### Problem
Report each line of the records below that uses the word "curtain".

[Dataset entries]
[Start of Attachment]

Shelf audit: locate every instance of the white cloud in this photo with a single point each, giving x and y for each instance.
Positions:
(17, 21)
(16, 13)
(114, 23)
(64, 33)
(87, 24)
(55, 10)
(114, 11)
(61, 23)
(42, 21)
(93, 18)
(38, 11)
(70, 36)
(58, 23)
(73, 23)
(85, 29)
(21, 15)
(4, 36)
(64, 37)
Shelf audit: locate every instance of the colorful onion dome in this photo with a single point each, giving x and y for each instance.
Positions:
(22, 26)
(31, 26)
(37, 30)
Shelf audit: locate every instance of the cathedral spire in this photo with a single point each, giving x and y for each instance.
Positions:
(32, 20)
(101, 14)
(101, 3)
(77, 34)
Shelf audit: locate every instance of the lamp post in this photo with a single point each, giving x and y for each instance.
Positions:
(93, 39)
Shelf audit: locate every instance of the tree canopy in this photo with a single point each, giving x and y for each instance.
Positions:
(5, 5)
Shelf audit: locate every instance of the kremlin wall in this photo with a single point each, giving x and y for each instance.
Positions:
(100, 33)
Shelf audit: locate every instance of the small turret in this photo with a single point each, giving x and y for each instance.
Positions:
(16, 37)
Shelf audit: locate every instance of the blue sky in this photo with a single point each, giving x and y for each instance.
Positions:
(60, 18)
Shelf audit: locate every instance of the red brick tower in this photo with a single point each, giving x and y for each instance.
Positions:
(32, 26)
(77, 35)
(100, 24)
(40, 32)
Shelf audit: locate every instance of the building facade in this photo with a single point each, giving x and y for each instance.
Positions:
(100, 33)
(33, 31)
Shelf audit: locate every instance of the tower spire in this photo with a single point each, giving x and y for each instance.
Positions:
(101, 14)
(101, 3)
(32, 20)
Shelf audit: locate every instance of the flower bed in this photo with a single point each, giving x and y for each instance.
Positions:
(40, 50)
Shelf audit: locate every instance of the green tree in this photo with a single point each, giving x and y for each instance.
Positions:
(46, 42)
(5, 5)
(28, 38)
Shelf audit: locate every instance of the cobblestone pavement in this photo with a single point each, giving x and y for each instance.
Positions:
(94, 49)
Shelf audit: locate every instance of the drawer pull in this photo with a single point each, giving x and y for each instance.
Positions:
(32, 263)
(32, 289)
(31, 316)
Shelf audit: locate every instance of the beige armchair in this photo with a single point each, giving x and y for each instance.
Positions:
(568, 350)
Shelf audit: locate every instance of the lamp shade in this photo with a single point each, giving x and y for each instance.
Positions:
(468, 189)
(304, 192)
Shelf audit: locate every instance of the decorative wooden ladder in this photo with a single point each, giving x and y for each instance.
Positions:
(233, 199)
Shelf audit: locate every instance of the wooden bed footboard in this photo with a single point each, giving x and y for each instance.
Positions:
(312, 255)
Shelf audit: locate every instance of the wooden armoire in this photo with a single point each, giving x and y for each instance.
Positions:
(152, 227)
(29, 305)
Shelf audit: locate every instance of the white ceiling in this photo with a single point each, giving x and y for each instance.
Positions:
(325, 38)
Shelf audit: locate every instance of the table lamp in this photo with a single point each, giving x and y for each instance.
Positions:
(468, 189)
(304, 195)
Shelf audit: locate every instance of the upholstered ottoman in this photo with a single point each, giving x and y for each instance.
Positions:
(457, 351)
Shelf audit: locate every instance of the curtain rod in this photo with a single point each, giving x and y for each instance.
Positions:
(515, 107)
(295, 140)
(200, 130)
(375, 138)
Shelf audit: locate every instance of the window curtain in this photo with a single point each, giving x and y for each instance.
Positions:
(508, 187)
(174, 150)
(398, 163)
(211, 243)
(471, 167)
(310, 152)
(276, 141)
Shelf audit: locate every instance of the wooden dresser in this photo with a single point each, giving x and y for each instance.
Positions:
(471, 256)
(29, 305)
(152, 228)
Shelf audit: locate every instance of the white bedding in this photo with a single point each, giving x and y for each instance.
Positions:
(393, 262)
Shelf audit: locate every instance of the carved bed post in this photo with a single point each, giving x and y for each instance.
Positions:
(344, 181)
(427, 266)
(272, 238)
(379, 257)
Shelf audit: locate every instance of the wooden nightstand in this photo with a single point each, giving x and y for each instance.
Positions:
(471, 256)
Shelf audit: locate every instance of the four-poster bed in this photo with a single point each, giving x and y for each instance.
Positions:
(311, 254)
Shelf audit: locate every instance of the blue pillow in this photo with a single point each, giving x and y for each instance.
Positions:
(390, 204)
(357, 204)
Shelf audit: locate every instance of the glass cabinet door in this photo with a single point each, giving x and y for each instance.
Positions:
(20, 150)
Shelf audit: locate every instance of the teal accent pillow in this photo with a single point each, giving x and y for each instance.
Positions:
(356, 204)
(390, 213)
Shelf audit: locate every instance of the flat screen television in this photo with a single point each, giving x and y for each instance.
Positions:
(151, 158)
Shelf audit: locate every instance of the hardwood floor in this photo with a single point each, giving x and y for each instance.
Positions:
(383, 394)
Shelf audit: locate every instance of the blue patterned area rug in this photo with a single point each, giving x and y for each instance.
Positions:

[End of Attachment]

### Output for this task
Shelf audit: locate every instance of the curtain rod in this photo with a single point each, giving x and y for each instance.
Shelf audit: locate every instance of the window curtain in this photo with a single point each, giving x and y for each instance.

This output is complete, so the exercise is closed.